- **DOSTARCZONY FRAGMENT**:
Eugeniusz Kłopotek i Andrzej Dąbrowski nie pojawią się na listach wyborczych PSL?

Wniosek w sprawie nieumieszczania posłów na listach wyborczych Stronnictwa złożył na posiedzeniu Komitetu Wykonawczego partii polityk PSL Jarosław Kalinowski.

2013-11-29, 16:19

Eugeniusz Kłopotek i Andrzej Dąbrowski nie pojawią się na listach wyborczych PSL?
Eugeniusz Kłopotek, poseł PSL . Foto: strona internetowa posła E.Kłopotka

Wniosek ma związek ze złamaniem przez Eugeniusza Kłopotka i Andrzeja Dąbrowskiego dyscypliny klubowej podczas głosowania, które odbyło się na początku października. Dotyczyło ono referendum w sprawie - między innymi - obowiązku szkolnego sześciolatków. Obaj politycy poparli wniosek o organizację referendum.
- Osoby łamiące dyscyplinę nie powinny być na listach - powiedział w rozmowie z Polską Agencją Prasową (PAP) szef Rady Naczelnej PSL Jarosław Kalinowski.
"Zawsze była wolność w sprawach światopoglądowych i ideologicznych"
Kłopotek zapytany przez PAP o komentarz do wniosku Kalinowskiego, powiedział, że w sprawach światopoglądowych będzie głosował, "jak uważa". - Najważniejsze, że w kierownictwie PSL są bojowe nastroje. Nie boję się - stwierdził.

x-news.pl, TVN24
Dąbrowskiego wniosek Kalinowskiego zdziwił. - W PSL zawsze była wolność w sprawach światopoglądowych i ideologicznych. Tego się trzymam. Jeśli uznam, że jakaś sprawa jest ważna dla mnie i moich wyborców, będę się kierował swoim sumieniem i rozumem - wyjaśnił.

- **PROBLEMY I ZADANIA**:
[A] Kto według artykułu o posłach PSL jest szefem Rady Naczelnej PSL?
[B] Oceń, czy każde z tych stwierdzeń zgadza się z artykułem o posłach PSL, i przy każdym zacytuj rozstrzygające słowa: (i) obaj posłowie głosowali przeciwko wnioskowi o referendum; (ii) Kłopotek oświadczył, że się nie boi; (iii) wniosek Kalinowskiego zdziwił Dąbrowskiego.
[C] Proszę kontynuować artykuł o posłach PSL, zaczynając od miejsca po jego ostatnim zdaniu.
Zapisy nie mają tu żadnego znaczenia.

- **ZAREJESTROWANE DANE**:
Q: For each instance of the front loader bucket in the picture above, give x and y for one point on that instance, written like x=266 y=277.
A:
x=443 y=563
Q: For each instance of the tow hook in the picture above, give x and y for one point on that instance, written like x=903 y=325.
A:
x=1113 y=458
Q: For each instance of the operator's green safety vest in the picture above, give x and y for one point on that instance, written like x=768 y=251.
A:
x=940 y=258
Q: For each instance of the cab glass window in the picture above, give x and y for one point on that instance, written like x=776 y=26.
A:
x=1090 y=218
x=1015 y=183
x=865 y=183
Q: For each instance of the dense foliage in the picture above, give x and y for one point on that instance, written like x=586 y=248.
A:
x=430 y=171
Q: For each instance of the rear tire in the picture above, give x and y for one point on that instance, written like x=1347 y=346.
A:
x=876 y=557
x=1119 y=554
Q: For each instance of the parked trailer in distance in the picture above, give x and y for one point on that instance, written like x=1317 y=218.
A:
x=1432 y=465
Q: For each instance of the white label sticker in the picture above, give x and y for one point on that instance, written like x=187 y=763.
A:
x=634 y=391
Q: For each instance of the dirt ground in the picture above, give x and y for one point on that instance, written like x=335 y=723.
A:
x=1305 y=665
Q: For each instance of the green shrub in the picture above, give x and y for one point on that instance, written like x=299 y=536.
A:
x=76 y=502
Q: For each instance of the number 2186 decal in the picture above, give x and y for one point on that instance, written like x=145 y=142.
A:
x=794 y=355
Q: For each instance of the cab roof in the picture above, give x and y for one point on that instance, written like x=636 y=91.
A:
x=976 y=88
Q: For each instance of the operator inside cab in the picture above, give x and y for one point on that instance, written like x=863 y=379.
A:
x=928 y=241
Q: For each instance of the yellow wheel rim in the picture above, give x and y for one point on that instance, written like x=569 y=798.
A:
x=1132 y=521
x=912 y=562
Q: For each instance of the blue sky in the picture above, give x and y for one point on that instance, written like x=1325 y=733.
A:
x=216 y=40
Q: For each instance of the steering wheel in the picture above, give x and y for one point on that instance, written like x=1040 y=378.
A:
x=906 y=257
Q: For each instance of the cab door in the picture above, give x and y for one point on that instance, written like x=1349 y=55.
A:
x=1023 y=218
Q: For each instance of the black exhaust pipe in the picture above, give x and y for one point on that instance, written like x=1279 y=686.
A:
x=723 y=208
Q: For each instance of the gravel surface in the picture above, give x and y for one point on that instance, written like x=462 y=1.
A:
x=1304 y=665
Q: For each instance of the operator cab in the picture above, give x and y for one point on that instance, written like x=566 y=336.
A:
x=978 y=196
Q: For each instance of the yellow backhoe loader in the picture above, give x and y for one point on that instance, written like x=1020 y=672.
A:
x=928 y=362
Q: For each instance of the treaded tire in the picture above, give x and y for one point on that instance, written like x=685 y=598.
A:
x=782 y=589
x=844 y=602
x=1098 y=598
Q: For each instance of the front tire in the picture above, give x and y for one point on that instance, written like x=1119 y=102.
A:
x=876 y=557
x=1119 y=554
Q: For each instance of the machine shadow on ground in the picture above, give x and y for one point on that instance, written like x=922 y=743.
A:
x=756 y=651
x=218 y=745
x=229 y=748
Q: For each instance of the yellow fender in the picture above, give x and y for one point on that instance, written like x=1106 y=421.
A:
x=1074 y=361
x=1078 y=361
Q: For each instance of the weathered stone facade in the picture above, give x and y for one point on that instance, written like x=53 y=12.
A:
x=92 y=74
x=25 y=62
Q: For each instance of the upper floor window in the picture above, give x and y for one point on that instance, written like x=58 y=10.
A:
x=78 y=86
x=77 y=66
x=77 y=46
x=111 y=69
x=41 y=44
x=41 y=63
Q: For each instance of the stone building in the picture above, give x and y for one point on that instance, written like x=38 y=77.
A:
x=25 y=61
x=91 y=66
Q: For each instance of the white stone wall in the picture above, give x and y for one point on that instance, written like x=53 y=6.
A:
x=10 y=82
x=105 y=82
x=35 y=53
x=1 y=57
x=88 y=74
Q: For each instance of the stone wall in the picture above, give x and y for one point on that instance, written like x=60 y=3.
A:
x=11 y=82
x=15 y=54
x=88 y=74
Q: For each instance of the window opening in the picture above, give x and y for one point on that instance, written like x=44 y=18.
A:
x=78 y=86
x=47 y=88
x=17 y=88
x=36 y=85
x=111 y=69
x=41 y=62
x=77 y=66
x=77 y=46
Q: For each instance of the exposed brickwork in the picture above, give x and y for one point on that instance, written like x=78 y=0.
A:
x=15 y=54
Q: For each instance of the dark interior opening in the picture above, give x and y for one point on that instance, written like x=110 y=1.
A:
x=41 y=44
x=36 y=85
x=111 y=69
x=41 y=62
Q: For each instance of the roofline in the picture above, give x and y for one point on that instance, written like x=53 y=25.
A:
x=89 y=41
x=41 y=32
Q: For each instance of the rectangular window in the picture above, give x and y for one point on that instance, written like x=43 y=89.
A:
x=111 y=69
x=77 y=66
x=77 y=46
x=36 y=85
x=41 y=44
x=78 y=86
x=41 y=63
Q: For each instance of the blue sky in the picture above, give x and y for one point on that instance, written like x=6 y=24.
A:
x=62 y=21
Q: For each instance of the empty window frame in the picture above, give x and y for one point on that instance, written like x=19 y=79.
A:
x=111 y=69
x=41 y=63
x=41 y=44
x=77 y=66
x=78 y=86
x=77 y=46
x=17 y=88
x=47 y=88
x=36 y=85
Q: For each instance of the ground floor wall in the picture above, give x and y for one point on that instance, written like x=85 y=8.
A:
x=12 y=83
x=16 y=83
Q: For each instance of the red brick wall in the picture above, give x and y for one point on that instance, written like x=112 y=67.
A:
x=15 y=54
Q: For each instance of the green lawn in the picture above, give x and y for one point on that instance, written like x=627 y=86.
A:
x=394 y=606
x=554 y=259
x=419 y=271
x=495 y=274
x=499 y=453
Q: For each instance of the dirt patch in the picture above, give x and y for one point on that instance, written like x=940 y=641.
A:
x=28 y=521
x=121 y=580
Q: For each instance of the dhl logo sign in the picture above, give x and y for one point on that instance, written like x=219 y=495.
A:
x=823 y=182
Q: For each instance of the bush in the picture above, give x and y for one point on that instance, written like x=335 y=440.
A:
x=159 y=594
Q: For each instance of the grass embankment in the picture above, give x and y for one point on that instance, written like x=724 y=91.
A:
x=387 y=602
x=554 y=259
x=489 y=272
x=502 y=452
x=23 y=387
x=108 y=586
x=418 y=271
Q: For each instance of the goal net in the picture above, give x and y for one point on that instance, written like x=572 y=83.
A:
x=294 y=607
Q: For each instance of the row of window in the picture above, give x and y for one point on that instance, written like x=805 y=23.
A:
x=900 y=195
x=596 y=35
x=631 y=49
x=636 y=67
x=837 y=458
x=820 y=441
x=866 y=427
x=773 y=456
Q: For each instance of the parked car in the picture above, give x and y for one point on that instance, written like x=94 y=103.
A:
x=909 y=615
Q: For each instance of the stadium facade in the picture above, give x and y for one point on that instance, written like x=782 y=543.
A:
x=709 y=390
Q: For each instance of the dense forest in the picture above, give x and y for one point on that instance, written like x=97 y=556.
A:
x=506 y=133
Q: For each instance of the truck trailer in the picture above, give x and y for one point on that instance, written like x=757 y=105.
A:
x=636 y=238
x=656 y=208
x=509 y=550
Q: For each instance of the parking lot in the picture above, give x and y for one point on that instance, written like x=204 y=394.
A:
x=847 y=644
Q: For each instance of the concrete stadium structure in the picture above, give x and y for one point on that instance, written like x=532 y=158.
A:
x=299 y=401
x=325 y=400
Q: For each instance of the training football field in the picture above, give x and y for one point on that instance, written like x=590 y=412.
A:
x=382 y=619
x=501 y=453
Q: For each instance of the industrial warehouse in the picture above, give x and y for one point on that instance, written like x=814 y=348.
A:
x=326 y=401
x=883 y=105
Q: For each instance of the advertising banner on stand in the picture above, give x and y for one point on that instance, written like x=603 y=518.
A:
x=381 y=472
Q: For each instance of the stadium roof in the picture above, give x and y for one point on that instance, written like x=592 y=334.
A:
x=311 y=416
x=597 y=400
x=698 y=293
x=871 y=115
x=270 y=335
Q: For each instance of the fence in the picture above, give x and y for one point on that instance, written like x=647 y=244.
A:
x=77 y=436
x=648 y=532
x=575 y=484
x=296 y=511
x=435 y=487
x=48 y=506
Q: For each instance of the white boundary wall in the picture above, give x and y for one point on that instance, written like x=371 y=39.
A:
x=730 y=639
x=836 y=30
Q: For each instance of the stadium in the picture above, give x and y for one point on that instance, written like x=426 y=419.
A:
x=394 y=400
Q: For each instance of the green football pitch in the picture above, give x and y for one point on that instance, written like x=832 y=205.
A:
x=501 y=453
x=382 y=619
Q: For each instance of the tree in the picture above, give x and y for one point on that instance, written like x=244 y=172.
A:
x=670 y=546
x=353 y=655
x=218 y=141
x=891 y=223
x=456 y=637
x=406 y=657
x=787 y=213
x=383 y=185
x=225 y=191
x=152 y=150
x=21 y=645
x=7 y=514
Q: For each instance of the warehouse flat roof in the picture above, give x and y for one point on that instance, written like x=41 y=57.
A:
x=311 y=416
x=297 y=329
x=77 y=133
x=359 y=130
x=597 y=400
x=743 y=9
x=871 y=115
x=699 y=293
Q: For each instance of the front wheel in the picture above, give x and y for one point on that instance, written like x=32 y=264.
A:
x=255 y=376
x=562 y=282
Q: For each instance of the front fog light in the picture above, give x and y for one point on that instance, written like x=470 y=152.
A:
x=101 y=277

- **UDZIELONE ODPOWIEDZI**:
[A] Jarosław Kalinowski.

[B]
(i) Nie: „Obaj politycy poparli wniosek o organizację referendum.”
(ii) Tak: „Nie boję się”.
(iii) Tak: „Dąbrowskiego wniosek Kalinowskiego zdziwił.”

[C]
Jak podkreślił, w przypadku kolejnego głosowania nad wnioskiem o referendum w sprawie sześciolatków też go poprze, podobnie jak ewentualny wniosek o wotum nieufności dla nowej minister edukacji Joanny Kluzik-Rostkowskiej, która zadeklarowała kontynuowanie reformy poprzedniczki.
- Jeśli program pani minister będzie szedł w kierunku lewicowych koncepcji wychowania i edukacji dzieci i młodzieży, to poprę wniosek o jej odwołanie. Jestem zwolennikiem konserwatywnej myśli w sferze wychowawczej. Nie można eksperymentować na dzieciach - powiedział Dąbrowski.
Jak dodał, PSL - według zapowiedzi prezesa ugrupowania Janusza Piechocińskiego - miał być partią centro-prawicową, a nie centro-lewicową. - Zawsze byłem konserwatystą i nie zamierzam zmieniać poglądów - zaznaczył polityk, który dołączył do PSL w styczniu, przechodząc z Solidarnej Polski.
Dąbrowski nie poparł też w listopadowym głosowaniu projektu PSL dotyczącego tzw. janosikowego. Poseł był obecny w sali, ale nie oddał głosu. Przyjęte przez Sejm zapisy nowelizacji ustawy o dochodach jednostek samorządu terytorialnego zmniejszyły z 640 mln do 400 mln zł janosikowe, jakie miało uiścić w 2014 roku województwo mazowieckie. Dąbrowski tłumaczył w rozmowie z PAP, że nie poparł projektu własnego klubu, bo uważał go za krzywdzący wobec województwa dolnośląskiego, które reprezentuje.
"Ta sprawa wciąż budzi emocje"
Według źródeł PAP w Stronnictwie sprawa złamania dyscypliny przez Dąbrowskiego i Kłopotka w głosowaniu dotyczącym obowiązku szkolnego sześciolaktów wciąż budzi emocje. - Na ostatnim posiedzeniu klubu do tematu wrócił Piechociński, mówiąc o potrzebie zwarcia szeregów. Kilka mocnych słów dołożył poseł Andrzej Sztorc, który jest nowym rzecznikiem dyscypliny. Skończyło się tym, że Kłopotek wyszedł trzaskając drzwiami - powiedział jeden z posłów PSL. Kłopotek zapytany o to, powiedział, że wyszedł z posiedzenia klubu, by się niepotrzebnie nie denerwować. - Uważam temat za zamknięty - dodał.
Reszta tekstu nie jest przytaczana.